#### Brief
Each line of the data holding "written" should be found and copied.
+===+
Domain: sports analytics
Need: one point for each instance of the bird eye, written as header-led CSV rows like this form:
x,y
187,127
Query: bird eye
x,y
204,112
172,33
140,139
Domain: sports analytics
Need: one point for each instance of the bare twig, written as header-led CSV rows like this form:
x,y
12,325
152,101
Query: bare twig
+===+
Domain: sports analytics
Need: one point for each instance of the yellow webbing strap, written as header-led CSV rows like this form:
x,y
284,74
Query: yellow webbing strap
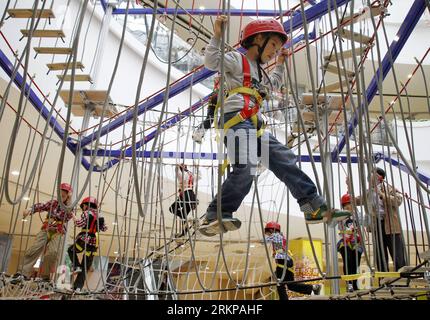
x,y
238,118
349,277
+===+
#### Answer box
Need: one point for each instance of the bird eye, written as header-led CSV rows like this form:
Need: one point for each instance of the bare twig, written as header-led CSV rows like this form:
Need: one point for each instance of the yellow webbing strap, written as header-led CSV rows like this form:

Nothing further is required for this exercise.